EXERCISE INPUTS:
● ● ●
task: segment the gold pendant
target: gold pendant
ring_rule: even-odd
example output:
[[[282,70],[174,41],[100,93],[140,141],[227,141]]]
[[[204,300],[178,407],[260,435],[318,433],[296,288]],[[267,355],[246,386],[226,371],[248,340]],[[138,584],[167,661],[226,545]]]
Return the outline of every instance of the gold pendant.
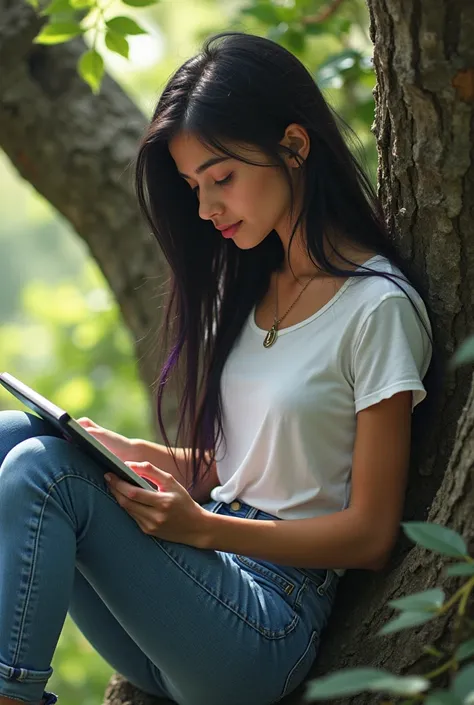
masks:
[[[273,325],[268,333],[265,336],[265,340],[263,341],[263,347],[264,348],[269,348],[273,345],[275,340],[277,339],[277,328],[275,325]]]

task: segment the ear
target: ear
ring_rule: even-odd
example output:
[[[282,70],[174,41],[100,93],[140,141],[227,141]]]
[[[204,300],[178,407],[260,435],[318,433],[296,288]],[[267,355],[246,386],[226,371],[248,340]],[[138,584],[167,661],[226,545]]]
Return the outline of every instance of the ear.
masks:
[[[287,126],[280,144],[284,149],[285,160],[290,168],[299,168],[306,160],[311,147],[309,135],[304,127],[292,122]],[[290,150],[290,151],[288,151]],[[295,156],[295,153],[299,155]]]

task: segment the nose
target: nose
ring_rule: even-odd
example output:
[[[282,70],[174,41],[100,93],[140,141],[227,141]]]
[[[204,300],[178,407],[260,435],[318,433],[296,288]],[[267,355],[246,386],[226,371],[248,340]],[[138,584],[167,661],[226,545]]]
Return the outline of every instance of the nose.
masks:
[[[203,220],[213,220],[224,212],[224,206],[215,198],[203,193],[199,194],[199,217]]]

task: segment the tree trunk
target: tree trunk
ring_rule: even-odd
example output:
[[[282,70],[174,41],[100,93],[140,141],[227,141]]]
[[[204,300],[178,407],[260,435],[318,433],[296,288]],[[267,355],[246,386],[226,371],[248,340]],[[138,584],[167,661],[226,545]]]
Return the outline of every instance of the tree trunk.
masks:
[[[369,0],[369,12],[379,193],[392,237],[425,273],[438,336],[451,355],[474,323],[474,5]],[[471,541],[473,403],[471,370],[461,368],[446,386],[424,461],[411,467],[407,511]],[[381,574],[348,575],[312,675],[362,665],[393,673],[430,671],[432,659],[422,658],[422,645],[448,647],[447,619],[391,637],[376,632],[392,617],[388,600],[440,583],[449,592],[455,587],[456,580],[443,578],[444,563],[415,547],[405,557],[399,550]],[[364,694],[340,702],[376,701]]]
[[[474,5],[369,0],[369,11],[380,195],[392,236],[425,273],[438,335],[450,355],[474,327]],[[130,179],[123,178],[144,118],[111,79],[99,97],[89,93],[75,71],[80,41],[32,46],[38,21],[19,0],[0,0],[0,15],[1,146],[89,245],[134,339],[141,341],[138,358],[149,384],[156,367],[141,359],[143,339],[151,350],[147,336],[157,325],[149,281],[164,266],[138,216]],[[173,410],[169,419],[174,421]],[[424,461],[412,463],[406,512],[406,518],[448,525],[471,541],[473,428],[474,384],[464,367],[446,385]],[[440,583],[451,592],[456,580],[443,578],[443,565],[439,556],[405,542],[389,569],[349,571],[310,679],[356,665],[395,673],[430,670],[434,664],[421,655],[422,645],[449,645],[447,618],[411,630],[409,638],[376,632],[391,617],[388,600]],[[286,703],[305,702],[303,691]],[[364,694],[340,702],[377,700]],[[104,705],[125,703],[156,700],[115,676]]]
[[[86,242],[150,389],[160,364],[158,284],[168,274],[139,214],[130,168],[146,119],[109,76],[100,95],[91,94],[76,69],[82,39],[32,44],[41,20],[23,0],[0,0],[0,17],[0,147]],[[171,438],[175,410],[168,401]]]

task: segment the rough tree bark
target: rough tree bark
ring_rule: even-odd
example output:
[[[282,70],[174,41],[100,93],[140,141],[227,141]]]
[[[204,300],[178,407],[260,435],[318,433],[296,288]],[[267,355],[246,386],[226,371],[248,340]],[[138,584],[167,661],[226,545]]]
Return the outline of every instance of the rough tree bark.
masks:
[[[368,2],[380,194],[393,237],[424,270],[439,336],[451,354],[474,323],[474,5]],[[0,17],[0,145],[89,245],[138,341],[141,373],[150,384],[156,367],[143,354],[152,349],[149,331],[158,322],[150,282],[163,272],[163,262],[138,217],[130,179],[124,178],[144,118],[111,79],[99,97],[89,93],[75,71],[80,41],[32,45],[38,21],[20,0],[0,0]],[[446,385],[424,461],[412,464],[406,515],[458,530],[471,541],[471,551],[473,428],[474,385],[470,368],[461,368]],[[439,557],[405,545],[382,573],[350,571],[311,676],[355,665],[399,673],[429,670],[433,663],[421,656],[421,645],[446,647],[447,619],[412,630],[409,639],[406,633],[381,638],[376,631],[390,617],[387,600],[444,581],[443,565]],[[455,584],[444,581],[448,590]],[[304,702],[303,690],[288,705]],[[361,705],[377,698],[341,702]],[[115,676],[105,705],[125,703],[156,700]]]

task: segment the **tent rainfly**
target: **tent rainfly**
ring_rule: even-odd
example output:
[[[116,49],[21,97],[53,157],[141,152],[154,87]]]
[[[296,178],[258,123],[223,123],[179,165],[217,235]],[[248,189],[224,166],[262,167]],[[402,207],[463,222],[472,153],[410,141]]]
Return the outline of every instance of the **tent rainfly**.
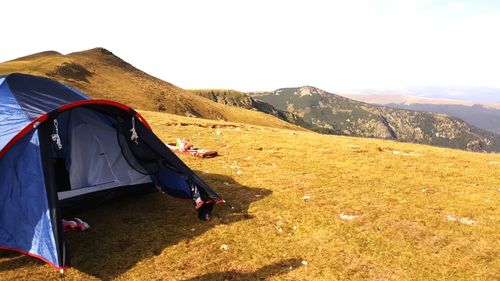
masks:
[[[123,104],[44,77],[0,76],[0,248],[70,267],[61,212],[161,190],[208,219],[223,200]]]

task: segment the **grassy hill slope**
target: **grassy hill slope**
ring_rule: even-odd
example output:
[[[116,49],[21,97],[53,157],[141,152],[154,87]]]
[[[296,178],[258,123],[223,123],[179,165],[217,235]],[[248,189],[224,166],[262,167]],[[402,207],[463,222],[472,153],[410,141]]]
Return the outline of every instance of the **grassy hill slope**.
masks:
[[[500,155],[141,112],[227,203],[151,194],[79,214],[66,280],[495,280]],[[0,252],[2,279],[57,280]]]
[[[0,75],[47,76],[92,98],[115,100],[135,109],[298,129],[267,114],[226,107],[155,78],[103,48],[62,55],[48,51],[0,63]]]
● ● ●
EXERCISE BRIEF: Leaving the images behind, set down every entry word for word.

TASK RESULT:
task: segment the gold pendant
target: gold pendant
ring_rule: even-odd
example output:
[[[282,70],[174,41],[100,93],[140,141],[227,141]]]
[[[204,300],[178,407],[260,435],[318,433],[296,288]],[[267,355],[246,386],[226,371],[248,340]],[[138,584],[167,661],[226,545]]]
Return the outline of every instance of the gold pendant.
masks:
[[[273,325],[268,333],[265,336],[265,340],[263,341],[263,347],[264,348],[269,348],[273,345],[275,340],[277,339],[277,328],[275,325]]]

task: segment the ear
target: ear
ring_rule: even-odd
example output:
[[[282,70],[174,41],[100,93],[140,141],[227,141]]]
[[[204,300],[178,407],[260,435],[318,433],[296,288]],[[267,355],[246,386],[226,371],[248,340]],[[138,584],[167,661],[226,545]]]
Return the outline of every instance of the ear.
masks:
[[[287,126],[280,144],[284,149],[285,160],[290,168],[299,168],[306,160],[311,147],[309,135],[304,127],[292,122]],[[290,150],[290,151],[288,151]],[[295,156],[295,153],[299,155]]]

task: segment the nose
target: nose
ring_rule: even-odd
example output:
[[[282,70],[174,41],[100,93],[140,141],[227,141]]]
[[[204,300],[178,407],[260,435],[318,433],[296,288]],[[267,355],[246,386],[226,371],[248,340]],[[138,584],[167,661],[226,545]]]
Return the outline of every instance of the nose.
masks:
[[[203,220],[213,220],[224,212],[224,206],[215,198],[203,193],[199,194],[199,217]]]

task: segment the tree trunk
target: tree trunk
ring_rule: even-odd
example output:
[[[282,70],[174,41],[100,93],[140,141],[227,141]]]
[[[204,300],[178,407],[260,435],[318,433],[296,288]],[[267,355],[246,386],[226,371],[248,340]],[[138,584],[167,661],[226,545]]]
Return the outline of every instance of the tree trunk.
masks:
[[[369,0],[369,12],[379,193],[392,237],[425,273],[438,336],[451,355],[474,323],[474,5]],[[471,541],[473,403],[471,370],[461,368],[446,386],[424,461],[411,467],[407,511]],[[381,574],[348,575],[312,675],[362,665],[393,673],[430,671],[432,659],[422,658],[422,645],[448,647],[447,619],[391,637],[376,632],[392,617],[388,600],[440,583],[449,592],[455,587],[456,580],[443,578],[444,563],[415,547],[405,557],[399,550]],[[364,694],[340,702],[376,701]]]
[[[474,5],[369,0],[369,11],[380,195],[392,236],[425,273],[438,335],[450,355],[474,327]],[[130,179],[123,178],[144,118],[111,79],[99,97],[89,93],[75,71],[80,41],[32,46],[38,21],[19,0],[0,0],[0,15],[1,146],[89,245],[134,339],[141,341],[138,358],[149,384],[156,367],[141,359],[143,339],[151,350],[147,336],[157,325],[149,281],[164,266],[138,216]],[[173,410],[169,419],[174,421]],[[424,461],[412,463],[406,512],[406,518],[448,525],[471,541],[473,428],[474,384],[464,367],[446,385]],[[440,583],[451,592],[456,580],[443,578],[443,565],[439,556],[405,542],[389,569],[349,571],[310,679],[356,665],[395,673],[430,670],[434,664],[421,655],[422,645],[449,645],[447,618],[411,630],[409,638],[376,632],[391,617],[388,600]],[[286,703],[305,702],[303,691]],[[364,694],[340,702],[377,700]],[[104,705],[125,703],[156,700],[115,676]]]
[[[86,242],[150,389],[160,364],[158,284],[168,274],[139,214],[130,168],[146,119],[109,76],[100,95],[91,94],[76,69],[82,39],[32,44],[41,20],[23,0],[0,0],[0,17],[0,147]],[[171,438],[175,410],[168,401]]]

task: segment the rough tree bark
target: rough tree bark
ring_rule: even-odd
example output:
[[[282,70],[174,41],[100,93],[140,141],[227,141]]]
[[[204,300],[178,407],[260,435],[318,433],[296,288]],[[267,355],[246,386],[226,371],[248,340]],[[138,584],[167,661],[226,545]]]
Return the outline of every instance of the rough tree bark.
masks:
[[[368,2],[380,194],[393,237],[424,270],[439,336],[451,354],[474,323],[474,5]],[[0,17],[0,145],[89,245],[138,341],[141,373],[150,384],[156,367],[143,354],[152,349],[149,331],[158,322],[150,282],[163,272],[163,262],[138,217],[130,179],[124,178],[144,118],[111,79],[99,97],[89,93],[75,71],[80,41],[32,45],[38,21],[20,0],[0,0]],[[446,385],[424,461],[412,464],[406,515],[458,530],[471,541],[471,551],[473,428],[474,385],[470,368],[461,368]],[[439,557],[405,545],[382,573],[350,571],[311,676],[355,665],[399,673],[429,670],[433,663],[421,656],[421,645],[446,647],[447,619],[412,630],[409,639],[406,633],[381,638],[376,631],[390,617],[387,600],[444,581],[443,565]],[[455,584],[444,581],[448,590]],[[304,702],[303,690],[288,705]],[[361,705],[377,698],[341,702]],[[115,676],[105,705],[125,703],[156,700]]]

task: segment the **tent rainfly**
target: **tent rainfly**
ring_rule: even-odd
example output:
[[[116,49],[21,97],[53,157],[141,152],[154,87]]]
[[[296,178],[258,123],[223,123],[179,165],[217,235]],[[248,189],[224,166],[262,167]],[[402,207],[463,222],[472,153],[410,141]]]
Return the outline of every instance of the **tent rainfly**.
masks:
[[[123,104],[44,77],[0,76],[0,248],[70,267],[61,212],[161,190],[208,219],[223,200]]]

task: segment the **grassy hill slope**
target: **grassy hill slope**
ring_rule: even-odd
example output:
[[[116,49],[21,97],[53,157],[141,152],[154,87]]]
[[[296,178],[258,123],[223,123],[179,165],[217,235]],[[248,189],[224,166],[262,167]],[[402,207],[463,222],[472,153],[410,141]]]
Return the outline of every instance of the **grassy hill slope**.
masks:
[[[500,155],[141,112],[227,203],[151,194],[79,214],[66,280],[495,280]],[[0,252],[2,279],[57,280]]]
[[[0,75],[47,76],[92,98],[115,100],[135,109],[298,129],[267,114],[226,107],[155,78],[103,48],[62,55],[48,51],[0,63]]]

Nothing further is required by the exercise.